* [Reading text]
•••••
I am no longer seeing it as much of a leap between the likes of Joe Rogan appealing to the uncomplicated everyman and the simplification and shrinking of nuance and humanity in AI. When we let AI think for us, even in small ways, we begin to erode our capacity for the messy hard work of independent thought, which leaves us open to the quick, simple fixes that the alt-right promises.

We are seeing within this right wing a rebranding of (especially the young) people on the right as more down-to-earth, ‘real’ people, speaking the common sense left behind by the rise of progressive politics. This rebrand relies on an attitude that dismiss academics as elitist and celebrates “common sense” over expertise. AI amplifies the cultural drift toward simplicity, suspicion, and submission to authority.

I think we should be cautious of the use AI for all the so-called menial thinking tasks it supposedly frees us from. I’ve seen people in my life use it for meal plans, travel itineraries, career and even moral advice. You could argue these are low-stakes uses, but they signal a willingness to outsource not just tasks, but judgement.

The paradox of right-wing rhetoric promoting ‘free thinking’ and ‘your own research’ while just parroting the same talking point is just as present in AI. It makes you think you’re making life easier, but instead it is actually decreasing your ability to make hard decisions.

We are all exhausted. Late capitalism demands constant self-optimisation, and it’s no wonder people want tools that make life easier. However, this time-saving efficiency mindset mirrors the conservative influencers that promote the importance of strict discipline and manicured, time-optimised routines aimed at squeezing maximum productivity from every day. They push the idea that output and personal growth are morally virtuous. And AI fits perfectly into that narrative, flattening individuality under the guise of self-improvement.

The irony is that with alt-right neoliberal individualism – which encourages you to see yourself less as a person and more of a project – you think only about yourself, while losing everything about yourself that makes you unique.

I can’t help but feel that every question outsourced to AI that could be thought through for yourself becomes a small step towards a gradual withdrawal from the process of living our lives. We no longer trust ourselves to make small decisions. We’re encouraged to believe that algorithms know us better than we know ourselves.
•••••
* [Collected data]
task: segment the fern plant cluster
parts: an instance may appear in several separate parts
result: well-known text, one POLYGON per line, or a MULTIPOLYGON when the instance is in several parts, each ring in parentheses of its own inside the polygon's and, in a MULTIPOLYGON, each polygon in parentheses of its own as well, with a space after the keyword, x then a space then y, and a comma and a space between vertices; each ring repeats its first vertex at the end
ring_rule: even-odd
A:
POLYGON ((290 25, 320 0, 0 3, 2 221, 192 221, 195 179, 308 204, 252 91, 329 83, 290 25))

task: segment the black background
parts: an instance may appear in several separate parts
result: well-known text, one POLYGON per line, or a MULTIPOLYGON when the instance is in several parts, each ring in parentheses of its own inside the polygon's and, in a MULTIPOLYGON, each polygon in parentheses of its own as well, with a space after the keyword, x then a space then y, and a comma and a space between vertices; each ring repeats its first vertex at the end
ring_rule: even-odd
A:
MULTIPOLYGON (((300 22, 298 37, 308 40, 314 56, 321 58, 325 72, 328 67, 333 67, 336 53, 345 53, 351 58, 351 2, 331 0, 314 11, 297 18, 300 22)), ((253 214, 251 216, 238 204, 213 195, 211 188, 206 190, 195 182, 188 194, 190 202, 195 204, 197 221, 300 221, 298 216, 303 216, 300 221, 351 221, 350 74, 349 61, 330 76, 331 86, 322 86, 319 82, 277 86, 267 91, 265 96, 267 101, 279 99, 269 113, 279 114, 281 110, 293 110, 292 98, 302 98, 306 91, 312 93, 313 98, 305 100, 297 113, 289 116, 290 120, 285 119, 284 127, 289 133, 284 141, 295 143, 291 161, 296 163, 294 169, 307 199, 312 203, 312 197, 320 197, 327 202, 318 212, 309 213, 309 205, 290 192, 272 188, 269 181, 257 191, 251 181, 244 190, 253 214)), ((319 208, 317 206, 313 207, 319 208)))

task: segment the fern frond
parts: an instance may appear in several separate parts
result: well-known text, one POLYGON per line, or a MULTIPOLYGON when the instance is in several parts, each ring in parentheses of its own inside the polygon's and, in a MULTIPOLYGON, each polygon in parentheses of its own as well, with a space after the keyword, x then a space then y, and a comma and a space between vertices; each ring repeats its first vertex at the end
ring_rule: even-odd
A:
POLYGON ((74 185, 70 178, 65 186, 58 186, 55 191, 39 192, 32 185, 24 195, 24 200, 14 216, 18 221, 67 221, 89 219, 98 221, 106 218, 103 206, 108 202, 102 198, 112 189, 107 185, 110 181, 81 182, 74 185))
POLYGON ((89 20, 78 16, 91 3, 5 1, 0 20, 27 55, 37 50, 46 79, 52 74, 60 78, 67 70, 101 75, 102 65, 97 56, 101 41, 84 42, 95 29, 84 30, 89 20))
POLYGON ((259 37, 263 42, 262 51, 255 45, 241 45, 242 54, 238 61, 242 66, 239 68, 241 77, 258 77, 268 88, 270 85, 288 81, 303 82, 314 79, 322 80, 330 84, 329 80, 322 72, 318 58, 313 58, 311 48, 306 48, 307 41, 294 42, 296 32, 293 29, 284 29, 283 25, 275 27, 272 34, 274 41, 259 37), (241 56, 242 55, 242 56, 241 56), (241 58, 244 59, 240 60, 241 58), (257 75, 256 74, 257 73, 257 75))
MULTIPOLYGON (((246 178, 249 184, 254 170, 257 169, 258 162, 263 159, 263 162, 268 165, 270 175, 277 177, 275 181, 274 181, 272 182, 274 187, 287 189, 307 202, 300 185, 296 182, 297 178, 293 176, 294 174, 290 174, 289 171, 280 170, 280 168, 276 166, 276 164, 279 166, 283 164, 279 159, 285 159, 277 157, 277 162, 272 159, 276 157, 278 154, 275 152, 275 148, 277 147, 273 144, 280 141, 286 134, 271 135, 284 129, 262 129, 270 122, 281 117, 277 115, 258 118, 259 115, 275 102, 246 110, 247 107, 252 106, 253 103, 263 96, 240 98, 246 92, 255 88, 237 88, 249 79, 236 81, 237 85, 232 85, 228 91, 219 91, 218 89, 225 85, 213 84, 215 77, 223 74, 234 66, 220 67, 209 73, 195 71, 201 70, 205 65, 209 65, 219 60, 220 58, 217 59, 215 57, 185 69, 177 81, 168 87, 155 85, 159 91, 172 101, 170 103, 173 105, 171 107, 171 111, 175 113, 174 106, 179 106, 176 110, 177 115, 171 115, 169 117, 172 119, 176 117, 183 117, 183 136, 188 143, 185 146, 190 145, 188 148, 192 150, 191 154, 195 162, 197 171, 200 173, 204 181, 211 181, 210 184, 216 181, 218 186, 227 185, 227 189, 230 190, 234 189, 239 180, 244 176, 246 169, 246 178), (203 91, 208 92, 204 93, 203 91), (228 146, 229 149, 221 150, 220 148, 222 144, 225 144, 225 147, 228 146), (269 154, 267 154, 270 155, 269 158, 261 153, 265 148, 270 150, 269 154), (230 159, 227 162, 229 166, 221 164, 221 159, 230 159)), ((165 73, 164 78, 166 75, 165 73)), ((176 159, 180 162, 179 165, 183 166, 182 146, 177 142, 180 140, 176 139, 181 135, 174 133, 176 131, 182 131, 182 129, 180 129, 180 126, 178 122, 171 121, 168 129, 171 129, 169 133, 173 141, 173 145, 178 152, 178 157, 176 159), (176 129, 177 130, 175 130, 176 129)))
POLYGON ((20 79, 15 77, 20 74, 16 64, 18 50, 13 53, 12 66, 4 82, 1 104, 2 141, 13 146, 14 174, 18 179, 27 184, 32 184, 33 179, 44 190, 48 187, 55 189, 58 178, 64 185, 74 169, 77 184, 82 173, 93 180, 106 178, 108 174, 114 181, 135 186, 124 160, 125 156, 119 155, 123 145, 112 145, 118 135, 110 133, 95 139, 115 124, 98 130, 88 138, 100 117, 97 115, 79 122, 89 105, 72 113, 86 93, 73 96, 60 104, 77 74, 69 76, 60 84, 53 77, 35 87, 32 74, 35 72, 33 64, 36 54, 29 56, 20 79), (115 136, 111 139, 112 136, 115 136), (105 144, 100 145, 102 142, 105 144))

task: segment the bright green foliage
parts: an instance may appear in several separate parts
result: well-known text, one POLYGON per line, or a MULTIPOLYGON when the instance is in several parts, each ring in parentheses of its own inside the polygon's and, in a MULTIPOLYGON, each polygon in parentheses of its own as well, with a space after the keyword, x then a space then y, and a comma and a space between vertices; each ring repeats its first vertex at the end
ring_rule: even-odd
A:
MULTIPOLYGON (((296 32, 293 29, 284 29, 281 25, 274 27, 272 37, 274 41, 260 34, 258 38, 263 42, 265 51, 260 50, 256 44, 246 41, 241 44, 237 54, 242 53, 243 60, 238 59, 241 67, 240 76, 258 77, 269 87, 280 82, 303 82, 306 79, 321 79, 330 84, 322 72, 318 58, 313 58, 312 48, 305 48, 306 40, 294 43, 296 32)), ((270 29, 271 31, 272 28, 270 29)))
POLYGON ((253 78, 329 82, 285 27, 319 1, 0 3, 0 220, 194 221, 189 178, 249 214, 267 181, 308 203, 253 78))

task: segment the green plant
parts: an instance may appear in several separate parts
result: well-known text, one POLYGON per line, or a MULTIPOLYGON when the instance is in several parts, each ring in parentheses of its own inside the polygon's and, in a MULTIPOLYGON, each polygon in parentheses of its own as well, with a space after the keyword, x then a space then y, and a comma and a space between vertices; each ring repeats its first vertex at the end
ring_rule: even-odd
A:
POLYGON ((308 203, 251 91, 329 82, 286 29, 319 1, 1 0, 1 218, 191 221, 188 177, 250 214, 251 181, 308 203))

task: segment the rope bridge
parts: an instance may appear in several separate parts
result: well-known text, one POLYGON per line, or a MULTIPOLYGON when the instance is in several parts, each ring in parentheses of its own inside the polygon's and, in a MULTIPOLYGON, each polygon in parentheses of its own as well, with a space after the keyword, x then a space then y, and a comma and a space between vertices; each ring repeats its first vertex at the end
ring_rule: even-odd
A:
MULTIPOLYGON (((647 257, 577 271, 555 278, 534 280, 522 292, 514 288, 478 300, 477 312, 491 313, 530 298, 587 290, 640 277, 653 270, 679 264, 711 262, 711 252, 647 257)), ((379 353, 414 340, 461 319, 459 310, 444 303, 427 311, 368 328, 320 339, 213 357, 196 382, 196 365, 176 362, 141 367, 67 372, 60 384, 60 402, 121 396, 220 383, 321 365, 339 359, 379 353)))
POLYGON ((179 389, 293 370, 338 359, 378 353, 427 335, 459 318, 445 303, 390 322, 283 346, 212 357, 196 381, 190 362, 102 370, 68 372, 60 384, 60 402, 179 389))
•••••
* [Exercises]
1. In the essay on AI and right-wing culture, what does the rebrand of young people on the right celebrate over expertise?
2. Continue the essay on AI and right-wing culture from its last sentence.

* [Responses to the exercise]
1. It celebrates "common sense" over expertise.

2.
Most of the AI content online that is targeted my way features a smug young man in his bedroom, speaking on behalf of a tech company. He tells me my life is a mess, and I need an AI assistant to make every decision for me. I don’t believe these companies are directly malicious – rather they are just eager to monetise the human impulse to feel less overwhelmed. However, I do think they do so without considering long-term consequences of pushing a belief that thinking for yourself is wasteful, that slowing down is a liability, and that your intuition is an obstacle to efficiency.

The end goal, I feel, might be that the ideal human is an effortless productivity machine. The less you think, the more you can do.

AI promises a freedom from burden, but the more we depend on it, the more we become entangled in a system that thrives on disconnection. Conservative capitalism doesn’t want you to think collectively. It wants you atomised, hyper-productive, and too distracted with individualism to notice the structures holding you in place.

Conservatism, at its root, needs you to stop thinking for yourself and simultaneously to only think about yourself. And AI is such a powerful tool in allowing you to do both.

It is our responsibility to use AI as a tool for learning, not a shortcut for doing. The stakes are higher than grades or grocery lists. The more we abandon the difficult, time-consuming work of thinking critically and collaboratively, the more vulnerable we become – to authoritarianism, to populism, and to losing what makes us human in the first place.